■ Aim:
Copy every one of the records below word for word, but omit the pictures.
** Start of Information given **
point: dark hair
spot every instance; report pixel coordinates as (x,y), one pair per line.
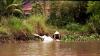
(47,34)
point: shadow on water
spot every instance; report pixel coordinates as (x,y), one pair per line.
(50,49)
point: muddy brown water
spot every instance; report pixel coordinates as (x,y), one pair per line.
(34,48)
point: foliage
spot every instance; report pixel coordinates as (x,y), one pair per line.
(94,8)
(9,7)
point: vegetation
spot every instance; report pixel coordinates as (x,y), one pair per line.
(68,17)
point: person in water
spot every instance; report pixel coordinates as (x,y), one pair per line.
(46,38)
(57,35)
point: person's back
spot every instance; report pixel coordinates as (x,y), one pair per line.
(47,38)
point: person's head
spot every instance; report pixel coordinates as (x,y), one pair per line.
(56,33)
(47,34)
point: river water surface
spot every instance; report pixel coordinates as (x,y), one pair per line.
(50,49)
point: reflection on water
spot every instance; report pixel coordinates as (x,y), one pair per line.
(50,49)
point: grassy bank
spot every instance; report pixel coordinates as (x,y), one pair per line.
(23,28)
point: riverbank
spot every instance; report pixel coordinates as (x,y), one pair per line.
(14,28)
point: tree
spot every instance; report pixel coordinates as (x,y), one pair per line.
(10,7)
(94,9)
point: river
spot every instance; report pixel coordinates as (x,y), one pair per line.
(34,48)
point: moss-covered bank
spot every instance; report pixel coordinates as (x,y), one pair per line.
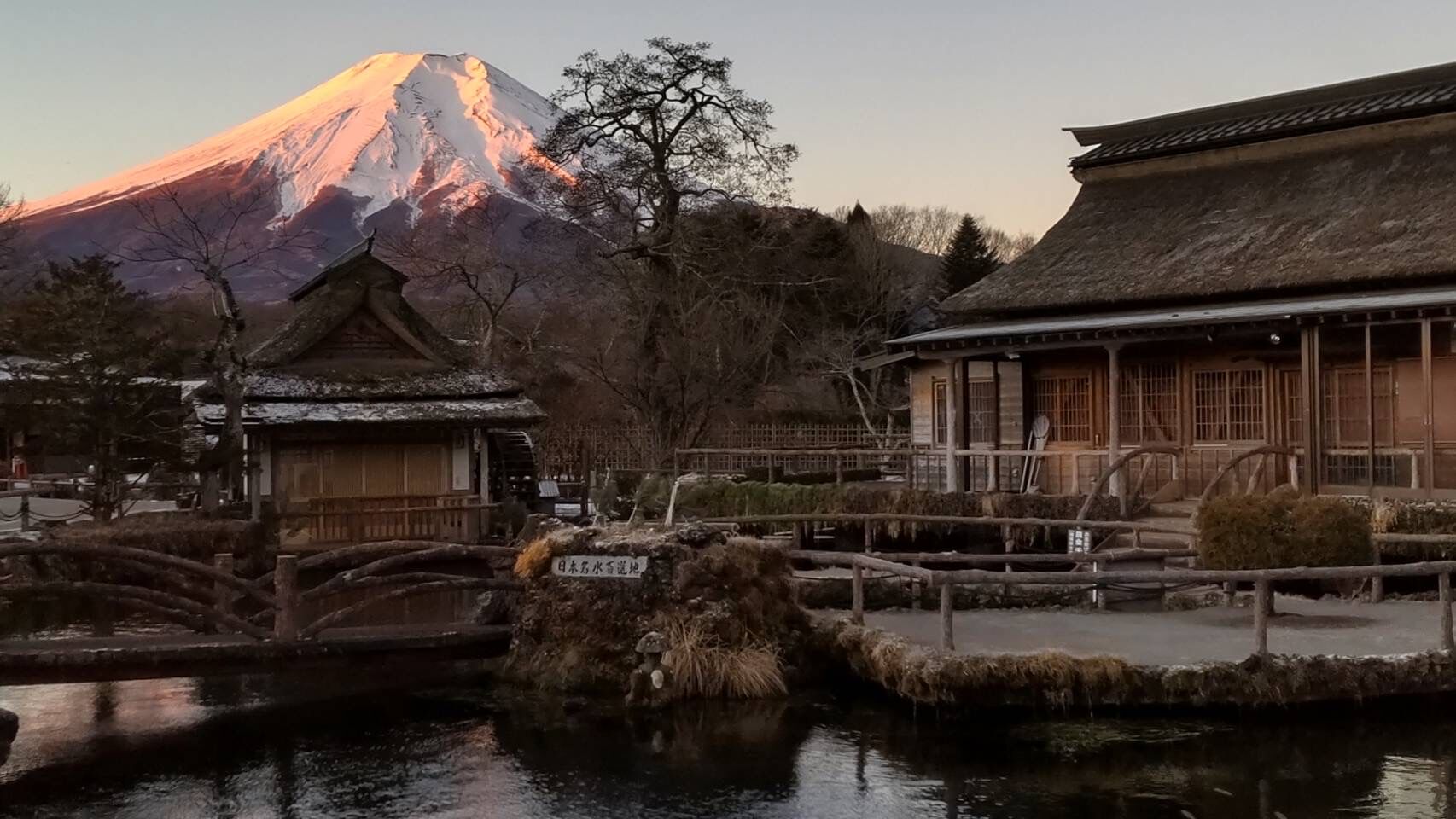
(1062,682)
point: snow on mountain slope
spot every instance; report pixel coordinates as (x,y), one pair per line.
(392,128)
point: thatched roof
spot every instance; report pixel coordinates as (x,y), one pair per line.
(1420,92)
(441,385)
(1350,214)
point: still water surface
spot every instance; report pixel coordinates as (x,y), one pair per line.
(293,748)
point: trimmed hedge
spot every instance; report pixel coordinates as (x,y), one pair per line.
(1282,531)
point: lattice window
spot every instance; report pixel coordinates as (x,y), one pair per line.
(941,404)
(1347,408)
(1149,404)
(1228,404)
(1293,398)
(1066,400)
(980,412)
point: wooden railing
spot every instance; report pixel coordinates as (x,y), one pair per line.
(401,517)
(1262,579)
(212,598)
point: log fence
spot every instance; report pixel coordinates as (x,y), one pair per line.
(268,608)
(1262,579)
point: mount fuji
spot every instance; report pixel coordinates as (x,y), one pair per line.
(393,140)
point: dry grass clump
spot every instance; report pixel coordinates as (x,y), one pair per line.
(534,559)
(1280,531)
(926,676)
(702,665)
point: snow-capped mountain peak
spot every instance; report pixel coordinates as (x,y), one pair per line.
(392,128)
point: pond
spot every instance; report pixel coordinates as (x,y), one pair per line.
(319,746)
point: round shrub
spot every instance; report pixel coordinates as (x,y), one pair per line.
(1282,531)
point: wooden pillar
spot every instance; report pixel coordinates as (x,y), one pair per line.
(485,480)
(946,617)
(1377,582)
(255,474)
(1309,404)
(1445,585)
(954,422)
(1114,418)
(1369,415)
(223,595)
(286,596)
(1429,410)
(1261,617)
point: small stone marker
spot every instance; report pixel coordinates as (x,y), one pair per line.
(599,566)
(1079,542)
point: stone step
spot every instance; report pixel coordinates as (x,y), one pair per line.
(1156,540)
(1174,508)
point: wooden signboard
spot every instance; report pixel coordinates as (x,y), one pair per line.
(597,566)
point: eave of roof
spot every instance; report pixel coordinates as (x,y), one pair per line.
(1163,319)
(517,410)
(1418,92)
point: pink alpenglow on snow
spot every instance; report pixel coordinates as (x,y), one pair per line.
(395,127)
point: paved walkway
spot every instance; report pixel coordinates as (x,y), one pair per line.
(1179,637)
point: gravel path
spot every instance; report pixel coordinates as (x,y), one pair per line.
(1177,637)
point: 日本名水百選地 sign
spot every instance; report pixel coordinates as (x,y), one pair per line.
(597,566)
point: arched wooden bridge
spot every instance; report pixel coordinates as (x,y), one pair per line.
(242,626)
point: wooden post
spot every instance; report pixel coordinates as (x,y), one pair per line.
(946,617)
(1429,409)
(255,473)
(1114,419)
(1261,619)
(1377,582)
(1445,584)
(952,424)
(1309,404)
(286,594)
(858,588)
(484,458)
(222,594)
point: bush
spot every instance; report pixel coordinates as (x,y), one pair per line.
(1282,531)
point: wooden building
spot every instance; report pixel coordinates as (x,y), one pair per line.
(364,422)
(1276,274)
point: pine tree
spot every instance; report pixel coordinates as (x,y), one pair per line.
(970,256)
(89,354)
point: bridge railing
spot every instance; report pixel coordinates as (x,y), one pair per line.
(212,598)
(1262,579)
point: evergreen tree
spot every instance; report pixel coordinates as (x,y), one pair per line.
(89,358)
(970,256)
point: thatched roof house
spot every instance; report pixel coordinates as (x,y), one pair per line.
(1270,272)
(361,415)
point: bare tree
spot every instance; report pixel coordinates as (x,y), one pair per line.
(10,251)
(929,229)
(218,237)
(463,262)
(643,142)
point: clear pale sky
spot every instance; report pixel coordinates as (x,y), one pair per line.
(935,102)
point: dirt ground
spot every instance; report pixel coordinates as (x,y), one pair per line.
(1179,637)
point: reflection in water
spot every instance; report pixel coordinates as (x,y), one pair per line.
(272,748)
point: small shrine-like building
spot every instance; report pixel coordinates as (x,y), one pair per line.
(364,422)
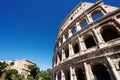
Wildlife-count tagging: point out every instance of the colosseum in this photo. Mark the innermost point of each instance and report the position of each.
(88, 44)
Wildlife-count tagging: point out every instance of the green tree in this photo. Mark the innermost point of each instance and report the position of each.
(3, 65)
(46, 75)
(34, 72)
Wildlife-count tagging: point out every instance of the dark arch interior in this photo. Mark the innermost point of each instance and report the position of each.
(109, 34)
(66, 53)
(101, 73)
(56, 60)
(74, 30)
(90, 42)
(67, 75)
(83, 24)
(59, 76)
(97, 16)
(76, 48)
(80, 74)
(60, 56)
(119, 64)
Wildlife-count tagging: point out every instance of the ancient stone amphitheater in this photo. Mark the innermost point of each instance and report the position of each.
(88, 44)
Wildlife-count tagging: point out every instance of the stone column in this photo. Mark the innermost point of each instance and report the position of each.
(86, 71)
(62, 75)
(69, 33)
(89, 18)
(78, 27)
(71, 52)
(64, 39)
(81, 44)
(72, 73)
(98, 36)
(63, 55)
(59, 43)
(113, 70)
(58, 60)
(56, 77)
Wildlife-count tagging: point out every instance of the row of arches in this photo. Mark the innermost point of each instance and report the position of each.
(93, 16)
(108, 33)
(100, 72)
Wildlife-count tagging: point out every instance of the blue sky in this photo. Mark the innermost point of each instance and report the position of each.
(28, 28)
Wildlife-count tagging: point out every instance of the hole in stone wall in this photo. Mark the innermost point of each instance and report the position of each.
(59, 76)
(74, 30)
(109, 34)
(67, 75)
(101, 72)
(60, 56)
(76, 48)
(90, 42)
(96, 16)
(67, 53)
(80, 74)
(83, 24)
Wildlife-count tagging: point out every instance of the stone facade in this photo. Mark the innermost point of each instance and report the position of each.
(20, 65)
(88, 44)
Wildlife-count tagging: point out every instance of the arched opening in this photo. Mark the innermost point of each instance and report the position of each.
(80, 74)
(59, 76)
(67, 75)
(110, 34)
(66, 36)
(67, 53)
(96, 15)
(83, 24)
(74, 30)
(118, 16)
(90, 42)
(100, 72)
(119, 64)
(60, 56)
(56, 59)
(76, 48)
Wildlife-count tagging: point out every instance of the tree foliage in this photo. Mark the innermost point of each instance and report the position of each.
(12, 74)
** End of Information given **
■ Finished exercise:
point: dark hair
spot every instance; report pixel coordinates as (x,y), one pair per line.
(47,34)
point: shadow on water
spot every instance; report pixel coordinates as (x,y), one pair per line.
(50,49)
point: muddy brown water
spot every instance; report pixel coordinates as (x,y), one pair per line.
(34,48)
point: foliage
spot every instance; report pixel coordinates as (x,y), one pair per line.
(94,8)
(9,7)
point: vegetation
spot every instance; report pixel coordinates as (x,y), one pair per line.
(68,17)
point: person in water
spot every instance; report pixel coordinates as (x,y), one pair per line.
(46,38)
(57,35)
point: person's back
spot every instance; report pixel coordinates as (x,y), one pair per line.
(47,38)
point: person's head
spot every instance; report pixel coordinates as (x,y), one pair per line.
(56,33)
(47,34)
point: river water surface
spot every instance; report pixel coordinates as (x,y), one pair per line.
(50,49)
point: reflection on water
spot every instance; report pixel coordinates as (x,y), one pair per line.
(50,49)
point: grassy bank
spot every instance; report pixel coordinates as (x,y), one pair per line.
(23,28)
point: riverbank
spot every instance; report pixel coordinates as (x,y), one pair per line.
(14,28)
point: tree
spot every instance; report pixel coordinates as (x,y), one pair per line.
(10,7)
(94,9)
point: river
spot every instance; report pixel coordinates as (x,y), one pair per line.
(34,48)
point: moss-covered bank
spot every instance; report pixel coordinates as (x,y), one pair per line.
(1062,682)
point: snow on mountain slope
spot every instance; report pixel coordinates as (x,y), one pair per line.
(392,128)
point: thatched roof
spot every instance; report pixel coordinates as (x,y), one pair per line.
(1420,92)
(441,385)
(1350,214)
point: still water surface
spot every instance; report pixel coordinates as (x,y), one pair per line.
(293,748)
point: trimmed hedge
spot every instance; report pixel coordinates as (x,y), one pair per line.
(1282,531)
point: lattice window
spot every instance; report pixel coordinates as (x,y), one pair per line.
(941,404)
(1347,408)
(1149,404)
(1228,404)
(1293,398)
(1066,400)
(980,412)
point: wooden railing
spot every instance; report pixel coordinates as (x,y), one pair per line.
(401,517)
(1262,579)
(212,598)
point: log fence
spot every instance; report pixel coordinates as (x,y), one pair per line.
(268,608)
(1262,579)
point: mount fuji
spot every instance; report pixel coordinates as (x,y), one pair per line.
(393,140)
point: dry grass clump
spot every instance; report pixel coordinates as (x,y), one pair per line.
(534,559)
(1280,531)
(926,676)
(702,665)
point: snow-capped mountain peak
spot every instance; report pixel coordinates as (x,y), one pair per line.
(392,128)
point: pond
spot every instance; report pixel coordinates as (x,y), one pair per line.
(319,746)
point: round shrub
spot every instance; report pixel coordinates as (x,y), one pair per line.
(1282,531)
point: wooden pillar
spot every instance; report pixel coordinates as (x,y), one pair per line.
(485,480)
(946,617)
(1377,582)
(255,474)
(1309,404)
(1445,585)
(954,422)
(1114,418)
(1369,415)
(223,595)
(286,596)
(1429,410)
(1261,617)
point: small stone marker
spot every instance; report pixel coordinates as (x,y), one pair per line.
(599,566)
(1079,542)
point: stone step
spot every instance; report pixel coordinates as (x,y), one pair per line.
(1156,540)
(1174,508)
point: wooden signboard
spot every instance; report pixel coordinates as (x,y), one pair per line.
(597,566)
point: eave of roof
spot every instance; report pixel coordinates as (x,y), one pair per line.
(1163,319)
(517,410)
(1418,92)
point: pink alpenglow on snow
spot every instance; report pixel coordinates as (x,y), one pair per line.
(395,127)
point: paved walkway
spot every instance; report pixel coordinates as (x,y), one pair per line.
(1179,637)
point: gravel path
spot every instance; report pixel coordinates as (x,y), one pair per line.
(1177,637)
point: 日本名水百選地 sign
spot every instance; report pixel coordinates as (x,y), one pair per line.
(597,566)
point: arched wooden bridge
spot every instance; report pixel coordinates as (x,y), one pair per line.
(242,626)
point: wooden post
spot every instance; report pixel coordinates as (x,y), one pair per line.
(946,617)
(1429,409)
(255,473)
(1114,419)
(1261,619)
(1377,582)
(1445,584)
(952,424)
(1309,404)
(286,594)
(858,588)
(484,458)
(222,594)
point: bush
spot every instance; report pixel coordinates as (x,y), one pair per line.
(1282,531)
point: wooden building
spot every instance; report pixel coordinates as (x,y), one pair per line.
(364,422)
(1276,274)
point: pine tree
spot every instance; report pixel coordinates as (x,y), one pair per line.
(970,256)
(89,354)
point: bridge railing
spot every instance; report pixel coordinates as (x,y), one pair per line.
(212,598)
(1262,579)
point: evergreen tree
spot every instance; report pixel coordinates as (x,y), one pair per line.
(89,358)
(970,256)
point: thatched roof house
spot every instance; report pixel coordinates as (x,y), one pair per line.
(1270,272)
(361,415)
point: bare tree
spot every instance; report pixel coordinates as (x,y), one pair per line.
(10,251)
(929,229)
(218,237)
(463,262)
(643,142)
point: clear pale sky
spot every instance; report pixel coordinates as (x,y), one pair per line.
(935,102)
point: dirt ground
spot every instance; report pixel coordinates as (x,y), one pair per line.
(1179,637)
point: reflection in water
spot every instance; report pixel coordinates as (x,y), one pair per line.
(272,748)
point: small shrine-like building
spot every instance; report pixel coordinates as (x,y), one pair per line.
(364,422)
Wildlife-count tagging: point out every instance of the colosseum in this photo. Mark the innermost point of each instance and report the position of each.
(88, 44)
Wildlife-count tagging: point out every instance of the green tree in this photo. Mark the innermost point of each instance and report the position of each.
(3, 65)
(46, 75)
(34, 72)
Wildlife-count tagging: point out every instance of the dark arch interior in this photo. Mark the innermost point of each instance and report the position of each.
(109, 34)
(66, 53)
(101, 73)
(56, 60)
(74, 30)
(90, 42)
(67, 75)
(83, 24)
(59, 76)
(97, 16)
(76, 48)
(80, 74)
(60, 56)
(119, 64)
Wildlife-count tagging: point out every instance of the ancient stone amphitheater in this photo. Mark the innermost point of each instance and report the position of each.
(88, 44)
Wildlife-count tagging: point out every instance of the stone column in this photo. Mark the innermost point of each instance and report the position of each.
(86, 71)
(62, 75)
(69, 33)
(89, 18)
(78, 27)
(71, 52)
(64, 39)
(81, 44)
(72, 73)
(98, 36)
(63, 55)
(59, 43)
(113, 70)
(58, 60)
(56, 77)
Wildlife-count tagging: point out every instance of the row of arches in this photo. Mark the innermost point of each instance and report the position of each.
(93, 16)
(108, 33)
(100, 72)
Wildlife-count tagging: point out every instance of the blue sky in this photo. Mark the innermost point of each instance and report the position of each.
(28, 28)
Wildlife-count tagging: point out every instance of the hole in stone wall in this photo. Mark the innermost point of each instance and report the position of each.
(59, 76)
(74, 30)
(109, 34)
(67, 75)
(101, 72)
(60, 56)
(76, 48)
(90, 42)
(96, 16)
(67, 53)
(80, 74)
(83, 24)
Wildlife-count tagging: point out every instance of the stone facade in this photo. Mark the innermost point of each instance and report the position of each.
(20, 65)
(88, 44)
Wildlife-count tagging: point out every instance of the arched opening in this photo. Mark the innermost point of each instance and report the position of each.
(80, 74)
(59, 76)
(67, 75)
(110, 34)
(66, 36)
(67, 53)
(96, 15)
(83, 24)
(74, 30)
(118, 16)
(90, 42)
(100, 72)
(119, 64)
(60, 56)
(56, 59)
(76, 48)
Wildlife-count tagging: point out every instance of the tree foliage in this photo. Mark the innermost point of each instance and report the position of each.
(12, 74)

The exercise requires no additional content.